Below are entries; output exactly the lines from the one with "format | one point per instance, each point like [1140, 320];" to the one with "target | woman's right hand", both included, and nothing else.

Start of Block

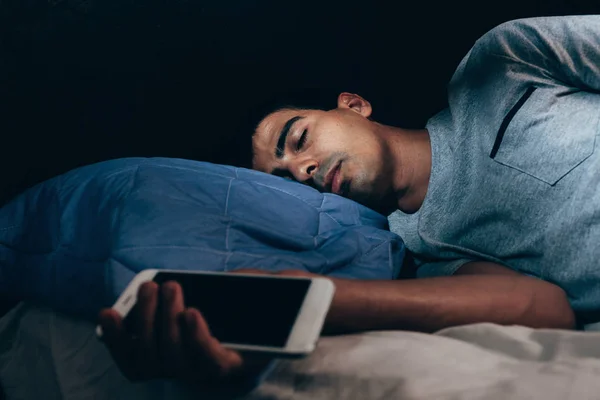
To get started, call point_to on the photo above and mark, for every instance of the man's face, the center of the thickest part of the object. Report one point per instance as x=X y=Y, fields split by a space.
x=335 y=151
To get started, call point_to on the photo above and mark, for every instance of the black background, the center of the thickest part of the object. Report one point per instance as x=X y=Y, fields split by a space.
x=88 y=80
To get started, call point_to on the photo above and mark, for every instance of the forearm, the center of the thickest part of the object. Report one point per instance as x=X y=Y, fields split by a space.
x=434 y=303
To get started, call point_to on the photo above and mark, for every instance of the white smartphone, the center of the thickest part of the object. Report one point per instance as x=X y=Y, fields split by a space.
x=279 y=315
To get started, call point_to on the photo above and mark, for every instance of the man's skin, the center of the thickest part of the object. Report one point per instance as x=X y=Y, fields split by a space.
x=383 y=167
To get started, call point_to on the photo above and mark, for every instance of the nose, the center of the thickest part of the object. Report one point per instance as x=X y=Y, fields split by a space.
x=305 y=170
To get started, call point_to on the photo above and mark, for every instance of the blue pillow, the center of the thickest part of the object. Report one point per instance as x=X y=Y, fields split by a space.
x=74 y=242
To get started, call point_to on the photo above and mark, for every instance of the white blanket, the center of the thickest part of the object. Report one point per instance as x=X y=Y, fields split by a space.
x=44 y=355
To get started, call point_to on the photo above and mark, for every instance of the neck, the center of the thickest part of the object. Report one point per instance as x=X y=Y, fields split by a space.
x=410 y=151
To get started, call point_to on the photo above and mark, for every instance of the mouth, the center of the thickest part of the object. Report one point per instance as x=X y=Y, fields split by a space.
x=334 y=181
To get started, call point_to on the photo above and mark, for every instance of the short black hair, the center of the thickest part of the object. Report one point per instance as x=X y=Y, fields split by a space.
x=253 y=114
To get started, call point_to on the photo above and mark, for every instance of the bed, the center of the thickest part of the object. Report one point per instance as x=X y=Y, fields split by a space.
x=482 y=361
x=70 y=245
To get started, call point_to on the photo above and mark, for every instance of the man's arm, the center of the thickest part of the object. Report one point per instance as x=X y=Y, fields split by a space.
x=174 y=341
x=565 y=50
x=479 y=292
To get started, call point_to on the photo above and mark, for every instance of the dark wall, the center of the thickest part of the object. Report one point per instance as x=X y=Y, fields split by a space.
x=87 y=80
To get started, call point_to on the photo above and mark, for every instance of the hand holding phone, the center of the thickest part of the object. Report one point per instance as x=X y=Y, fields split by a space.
x=163 y=336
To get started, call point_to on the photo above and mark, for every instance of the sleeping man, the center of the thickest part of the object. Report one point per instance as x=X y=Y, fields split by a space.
x=497 y=199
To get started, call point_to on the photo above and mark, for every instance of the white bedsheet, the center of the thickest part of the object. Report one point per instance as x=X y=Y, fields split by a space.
x=44 y=355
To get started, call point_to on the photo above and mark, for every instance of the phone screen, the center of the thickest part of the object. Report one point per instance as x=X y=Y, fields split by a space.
x=257 y=311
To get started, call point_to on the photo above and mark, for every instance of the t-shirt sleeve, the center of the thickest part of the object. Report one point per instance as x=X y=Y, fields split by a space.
x=565 y=50
x=440 y=268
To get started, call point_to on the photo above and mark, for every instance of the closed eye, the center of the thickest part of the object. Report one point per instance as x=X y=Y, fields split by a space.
x=302 y=140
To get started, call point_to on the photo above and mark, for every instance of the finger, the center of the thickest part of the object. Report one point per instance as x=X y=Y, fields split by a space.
x=172 y=305
x=144 y=354
x=144 y=314
x=117 y=340
x=209 y=354
x=252 y=271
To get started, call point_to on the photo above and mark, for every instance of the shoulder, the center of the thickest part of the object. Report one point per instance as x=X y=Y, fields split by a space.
x=522 y=38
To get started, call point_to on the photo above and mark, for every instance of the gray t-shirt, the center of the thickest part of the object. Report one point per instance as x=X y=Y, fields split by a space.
x=515 y=170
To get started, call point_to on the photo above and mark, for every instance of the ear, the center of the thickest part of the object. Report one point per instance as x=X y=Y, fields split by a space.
x=355 y=103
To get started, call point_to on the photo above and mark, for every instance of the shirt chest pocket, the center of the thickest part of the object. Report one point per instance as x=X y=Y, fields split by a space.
x=546 y=135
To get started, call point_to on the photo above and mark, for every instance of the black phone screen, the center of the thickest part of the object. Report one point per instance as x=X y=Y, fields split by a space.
x=249 y=310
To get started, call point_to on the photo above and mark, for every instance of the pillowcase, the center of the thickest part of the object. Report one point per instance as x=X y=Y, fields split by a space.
x=75 y=241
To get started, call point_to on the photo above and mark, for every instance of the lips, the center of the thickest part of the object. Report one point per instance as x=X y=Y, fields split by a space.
x=333 y=180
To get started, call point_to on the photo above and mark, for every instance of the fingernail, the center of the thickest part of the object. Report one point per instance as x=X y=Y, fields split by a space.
x=169 y=292
x=190 y=320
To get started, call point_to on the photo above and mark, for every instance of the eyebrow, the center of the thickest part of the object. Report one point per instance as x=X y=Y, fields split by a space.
x=280 y=148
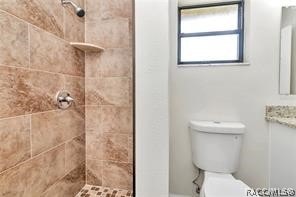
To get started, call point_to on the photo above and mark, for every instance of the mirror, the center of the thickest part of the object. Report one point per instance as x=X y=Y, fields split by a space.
x=288 y=51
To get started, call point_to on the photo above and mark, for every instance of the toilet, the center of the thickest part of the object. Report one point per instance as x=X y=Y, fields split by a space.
x=215 y=150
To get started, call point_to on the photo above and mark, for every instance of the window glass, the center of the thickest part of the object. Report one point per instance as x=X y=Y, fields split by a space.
x=209 y=48
x=211 y=33
x=208 y=19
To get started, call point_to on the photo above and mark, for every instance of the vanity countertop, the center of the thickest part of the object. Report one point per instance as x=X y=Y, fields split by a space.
x=285 y=115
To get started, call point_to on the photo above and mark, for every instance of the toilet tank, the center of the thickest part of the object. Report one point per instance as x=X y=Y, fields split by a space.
x=216 y=146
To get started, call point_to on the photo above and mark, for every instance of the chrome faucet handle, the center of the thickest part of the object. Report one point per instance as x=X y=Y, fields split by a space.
x=64 y=100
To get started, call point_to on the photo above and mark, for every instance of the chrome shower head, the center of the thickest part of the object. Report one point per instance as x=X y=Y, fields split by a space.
x=78 y=10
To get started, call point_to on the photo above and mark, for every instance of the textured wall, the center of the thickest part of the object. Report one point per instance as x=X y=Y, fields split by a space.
x=109 y=94
x=152 y=113
x=228 y=93
x=42 y=149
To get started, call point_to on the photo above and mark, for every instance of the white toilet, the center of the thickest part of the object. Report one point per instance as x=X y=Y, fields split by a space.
x=216 y=150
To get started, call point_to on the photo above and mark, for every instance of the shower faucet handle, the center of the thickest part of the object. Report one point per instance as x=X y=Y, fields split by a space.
x=64 y=100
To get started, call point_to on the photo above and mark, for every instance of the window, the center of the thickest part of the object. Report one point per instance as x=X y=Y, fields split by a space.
x=212 y=33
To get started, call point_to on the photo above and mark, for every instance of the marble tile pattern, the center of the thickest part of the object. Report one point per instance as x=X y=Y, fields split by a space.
x=42 y=149
x=96 y=191
x=285 y=115
x=108 y=93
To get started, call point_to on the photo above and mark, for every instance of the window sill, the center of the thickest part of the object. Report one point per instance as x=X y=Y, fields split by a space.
x=214 y=65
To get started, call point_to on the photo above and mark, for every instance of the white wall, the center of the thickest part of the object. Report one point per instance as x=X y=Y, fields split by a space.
x=152 y=59
x=228 y=93
x=282 y=156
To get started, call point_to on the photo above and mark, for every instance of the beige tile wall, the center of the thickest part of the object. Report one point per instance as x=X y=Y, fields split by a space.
x=42 y=149
x=109 y=144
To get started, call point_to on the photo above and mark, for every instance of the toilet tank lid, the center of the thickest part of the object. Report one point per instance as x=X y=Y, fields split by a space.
x=218 y=127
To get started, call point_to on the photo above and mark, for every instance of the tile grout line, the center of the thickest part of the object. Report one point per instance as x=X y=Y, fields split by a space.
x=40 y=154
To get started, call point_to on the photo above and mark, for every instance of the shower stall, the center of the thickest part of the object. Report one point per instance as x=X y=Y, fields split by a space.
x=66 y=98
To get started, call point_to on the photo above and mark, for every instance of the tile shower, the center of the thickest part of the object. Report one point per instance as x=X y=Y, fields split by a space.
x=45 y=151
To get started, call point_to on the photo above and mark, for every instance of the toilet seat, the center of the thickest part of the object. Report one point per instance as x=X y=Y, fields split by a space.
x=223 y=185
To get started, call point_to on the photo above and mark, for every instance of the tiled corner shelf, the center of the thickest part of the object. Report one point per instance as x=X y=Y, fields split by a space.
x=285 y=115
x=87 y=47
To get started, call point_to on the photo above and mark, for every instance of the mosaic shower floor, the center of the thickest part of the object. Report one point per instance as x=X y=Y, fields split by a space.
x=97 y=191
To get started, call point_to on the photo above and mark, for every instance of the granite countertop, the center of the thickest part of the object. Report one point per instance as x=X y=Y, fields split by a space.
x=285 y=115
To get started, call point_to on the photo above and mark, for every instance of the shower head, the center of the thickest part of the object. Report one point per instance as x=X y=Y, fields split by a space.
x=78 y=10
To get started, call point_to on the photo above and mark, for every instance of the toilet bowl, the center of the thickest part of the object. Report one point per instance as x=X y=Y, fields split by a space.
x=216 y=150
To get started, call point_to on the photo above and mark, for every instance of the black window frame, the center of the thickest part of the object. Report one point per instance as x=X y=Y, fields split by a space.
x=239 y=31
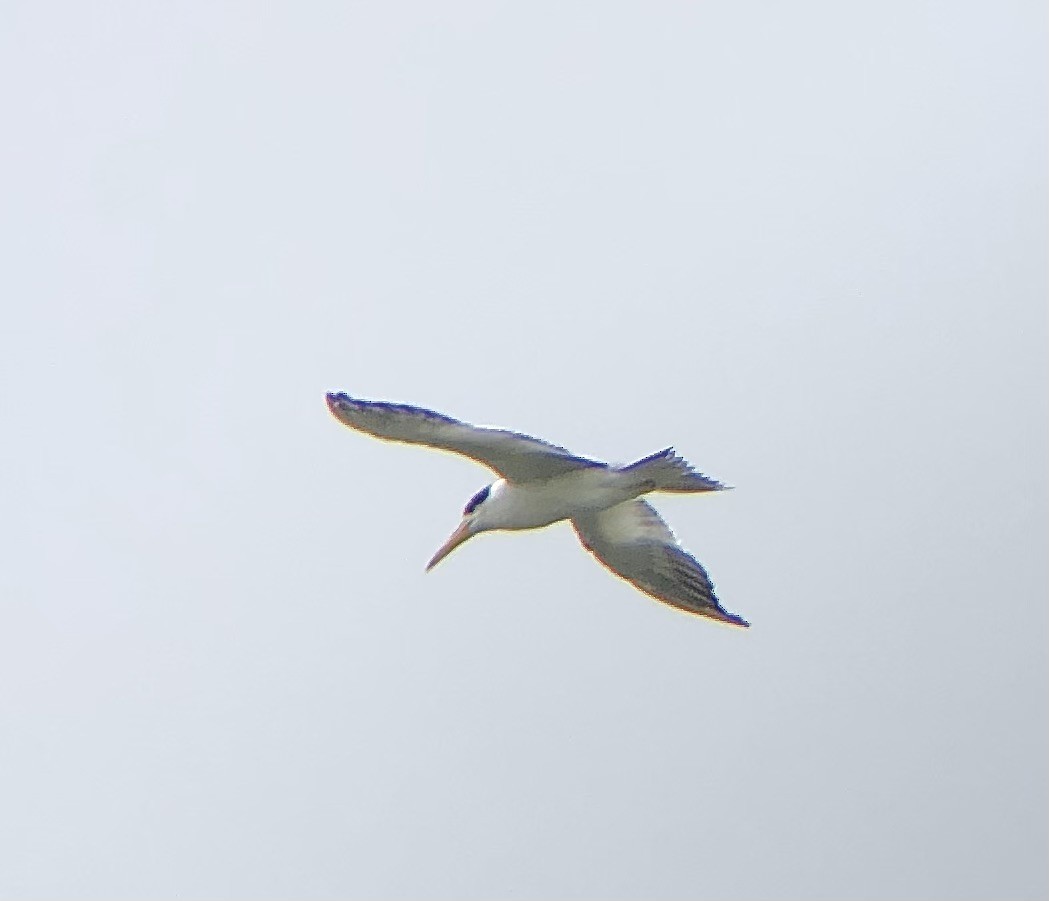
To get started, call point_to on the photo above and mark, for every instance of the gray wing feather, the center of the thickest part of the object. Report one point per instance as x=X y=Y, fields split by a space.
x=514 y=456
x=633 y=540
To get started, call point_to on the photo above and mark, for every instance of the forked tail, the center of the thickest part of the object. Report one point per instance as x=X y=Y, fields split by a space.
x=666 y=471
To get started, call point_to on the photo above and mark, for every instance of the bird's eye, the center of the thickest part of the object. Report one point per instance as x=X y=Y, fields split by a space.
x=476 y=500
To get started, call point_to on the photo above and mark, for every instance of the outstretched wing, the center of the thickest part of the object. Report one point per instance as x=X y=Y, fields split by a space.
x=633 y=540
x=514 y=456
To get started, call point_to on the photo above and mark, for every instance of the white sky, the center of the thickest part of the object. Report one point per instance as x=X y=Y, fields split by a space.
x=805 y=243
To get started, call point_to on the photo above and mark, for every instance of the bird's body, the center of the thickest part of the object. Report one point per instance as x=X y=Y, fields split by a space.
x=542 y=484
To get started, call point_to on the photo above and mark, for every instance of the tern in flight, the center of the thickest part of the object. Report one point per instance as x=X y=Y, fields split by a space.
x=540 y=484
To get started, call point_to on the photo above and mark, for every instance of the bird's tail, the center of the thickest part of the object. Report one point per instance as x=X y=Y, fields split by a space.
x=666 y=471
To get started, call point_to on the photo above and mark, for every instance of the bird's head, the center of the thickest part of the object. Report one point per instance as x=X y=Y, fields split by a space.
x=476 y=517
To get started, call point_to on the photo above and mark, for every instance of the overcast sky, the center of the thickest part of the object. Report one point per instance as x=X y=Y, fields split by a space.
x=805 y=243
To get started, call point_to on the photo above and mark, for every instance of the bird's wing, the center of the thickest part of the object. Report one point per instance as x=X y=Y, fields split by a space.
x=514 y=456
x=633 y=540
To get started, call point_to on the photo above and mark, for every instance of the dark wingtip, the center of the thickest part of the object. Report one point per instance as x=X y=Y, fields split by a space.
x=335 y=399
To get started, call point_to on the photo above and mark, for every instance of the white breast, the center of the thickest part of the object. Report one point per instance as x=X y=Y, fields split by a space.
x=535 y=503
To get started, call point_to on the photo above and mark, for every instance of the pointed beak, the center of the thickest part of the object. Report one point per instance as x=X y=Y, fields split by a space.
x=456 y=538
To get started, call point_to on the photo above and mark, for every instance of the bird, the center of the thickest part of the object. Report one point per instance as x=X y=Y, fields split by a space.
x=540 y=484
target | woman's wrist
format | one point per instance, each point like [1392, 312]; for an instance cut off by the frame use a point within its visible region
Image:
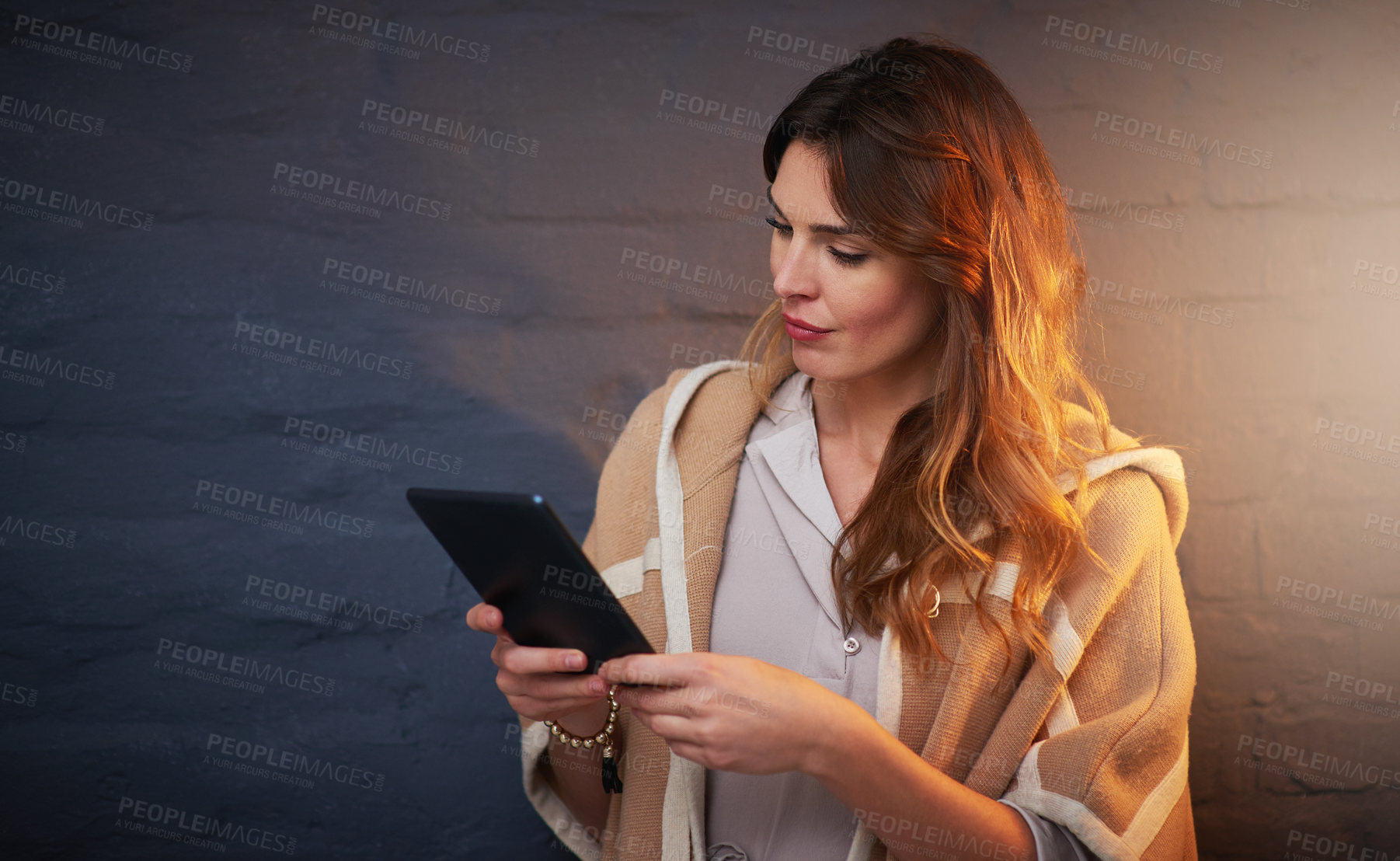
[836, 738]
[588, 721]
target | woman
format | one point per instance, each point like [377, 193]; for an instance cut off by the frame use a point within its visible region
[998, 663]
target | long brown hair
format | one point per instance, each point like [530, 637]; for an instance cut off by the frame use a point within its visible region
[932, 159]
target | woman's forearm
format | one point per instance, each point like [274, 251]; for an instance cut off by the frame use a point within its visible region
[911, 805]
[576, 775]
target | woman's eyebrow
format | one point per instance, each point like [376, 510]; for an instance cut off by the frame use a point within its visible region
[836, 230]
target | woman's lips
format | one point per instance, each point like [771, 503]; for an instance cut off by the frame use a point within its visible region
[801, 331]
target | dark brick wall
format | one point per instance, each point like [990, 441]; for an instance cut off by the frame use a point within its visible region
[165, 216]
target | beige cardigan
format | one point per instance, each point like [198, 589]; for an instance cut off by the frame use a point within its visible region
[1108, 759]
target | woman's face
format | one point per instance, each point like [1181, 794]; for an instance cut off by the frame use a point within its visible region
[876, 308]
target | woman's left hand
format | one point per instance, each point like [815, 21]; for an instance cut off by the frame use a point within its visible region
[731, 713]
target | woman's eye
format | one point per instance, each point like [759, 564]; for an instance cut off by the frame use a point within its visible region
[843, 258]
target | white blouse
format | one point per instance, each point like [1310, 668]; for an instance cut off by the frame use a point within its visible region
[775, 601]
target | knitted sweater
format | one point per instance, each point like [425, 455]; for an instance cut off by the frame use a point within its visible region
[1105, 756]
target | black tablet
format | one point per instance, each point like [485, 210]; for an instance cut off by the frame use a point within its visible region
[521, 559]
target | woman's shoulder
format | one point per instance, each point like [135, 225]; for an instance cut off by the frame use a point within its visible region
[1134, 490]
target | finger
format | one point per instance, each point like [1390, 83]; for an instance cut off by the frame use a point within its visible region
[675, 702]
[525, 660]
[553, 686]
[486, 618]
[658, 671]
[483, 618]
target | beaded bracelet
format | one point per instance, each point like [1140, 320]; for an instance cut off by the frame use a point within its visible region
[602, 738]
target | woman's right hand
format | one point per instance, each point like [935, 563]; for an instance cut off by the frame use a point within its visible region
[537, 681]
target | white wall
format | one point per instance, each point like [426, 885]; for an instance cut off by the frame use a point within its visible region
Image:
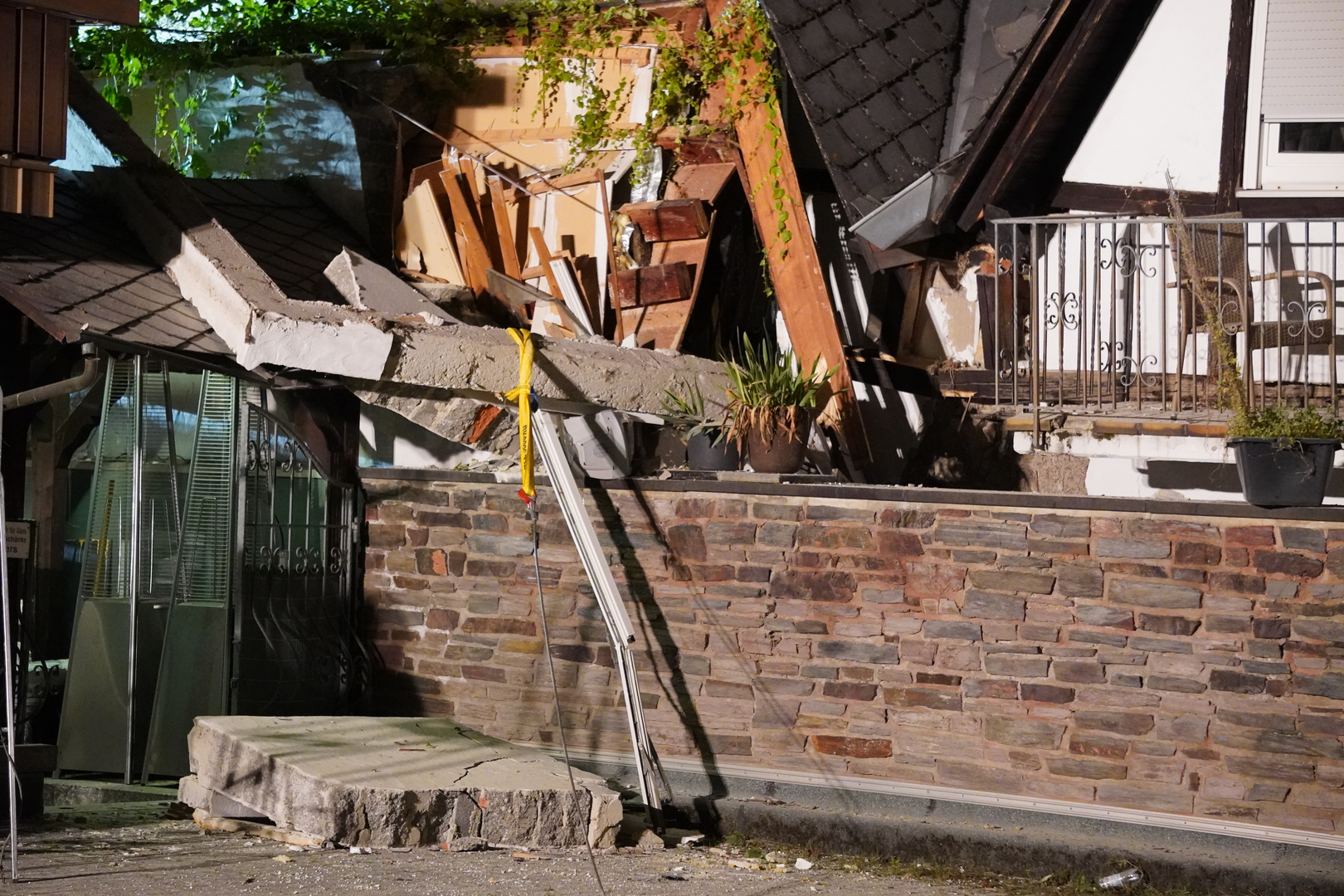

End of Block

Expected answer:
format | one point per instance, each point like [1140, 320]; for an instance cut off by the frame use a point within its visible region
[602, 738]
target | woman's right hand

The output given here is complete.